### Exercise objective:
Repeat exactly, and only, the lines of the entries below from the one with "box: [75, 340, 141, 409]" through the one with "195L207 190L201 183L196", both ends included.
"""
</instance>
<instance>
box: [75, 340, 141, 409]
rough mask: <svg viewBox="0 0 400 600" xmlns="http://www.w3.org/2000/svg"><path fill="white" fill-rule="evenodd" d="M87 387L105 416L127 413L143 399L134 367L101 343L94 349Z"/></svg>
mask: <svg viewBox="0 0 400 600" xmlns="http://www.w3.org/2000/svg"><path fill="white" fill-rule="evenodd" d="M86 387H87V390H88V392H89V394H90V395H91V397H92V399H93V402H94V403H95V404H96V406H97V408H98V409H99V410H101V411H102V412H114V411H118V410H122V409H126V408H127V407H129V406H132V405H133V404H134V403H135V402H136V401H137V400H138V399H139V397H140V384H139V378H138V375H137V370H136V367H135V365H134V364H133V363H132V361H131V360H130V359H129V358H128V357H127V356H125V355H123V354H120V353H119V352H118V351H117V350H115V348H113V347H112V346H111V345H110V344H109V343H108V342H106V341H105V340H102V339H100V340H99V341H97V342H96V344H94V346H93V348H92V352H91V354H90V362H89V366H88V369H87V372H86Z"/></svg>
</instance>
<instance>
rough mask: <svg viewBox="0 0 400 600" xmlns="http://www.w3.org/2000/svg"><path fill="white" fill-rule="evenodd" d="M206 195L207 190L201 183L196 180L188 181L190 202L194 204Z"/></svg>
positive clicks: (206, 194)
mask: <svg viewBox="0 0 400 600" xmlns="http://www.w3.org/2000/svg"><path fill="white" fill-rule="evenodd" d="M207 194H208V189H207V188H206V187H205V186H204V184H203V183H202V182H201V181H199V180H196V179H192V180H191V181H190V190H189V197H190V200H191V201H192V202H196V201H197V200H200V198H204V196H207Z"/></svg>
"""
### Task output:
box: [75, 340, 141, 409]
rough mask: <svg viewBox="0 0 400 600" xmlns="http://www.w3.org/2000/svg"><path fill="white" fill-rule="evenodd" d="M87 387L105 416L127 413L143 399L134 367L101 343L94 349Z"/></svg>
mask: <svg viewBox="0 0 400 600" xmlns="http://www.w3.org/2000/svg"><path fill="white" fill-rule="evenodd" d="M86 387H87V390H88V392H89V394H90V395H91V397H92V399H93V402H94V403H95V404H96V406H97V408H98V409H99V410H101V411H102V412H114V411H118V410H122V409H126V408H127V407H129V406H132V405H133V404H134V403H135V402H136V401H137V400H138V399H139V397H140V384H139V378H138V375H137V370H136V367H135V365H134V364H133V363H132V361H131V360H130V359H129V358H128V357H127V356H125V355H123V354H120V353H119V352H118V351H117V350H115V348H113V347H112V346H111V345H110V344H109V343H108V342H106V341H105V340H102V339H100V340H99V341H97V342H96V344H94V346H93V348H92V352H91V354H90V362H89V366H88V369H87V372H86Z"/></svg>
</instance>
<instance>
rough mask: <svg viewBox="0 0 400 600" xmlns="http://www.w3.org/2000/svg"><path fill="white" fill-rule="evenodd" d="M206 195L207 190L201 183L196 180L188 181L190 202L194 204Z"/></svg>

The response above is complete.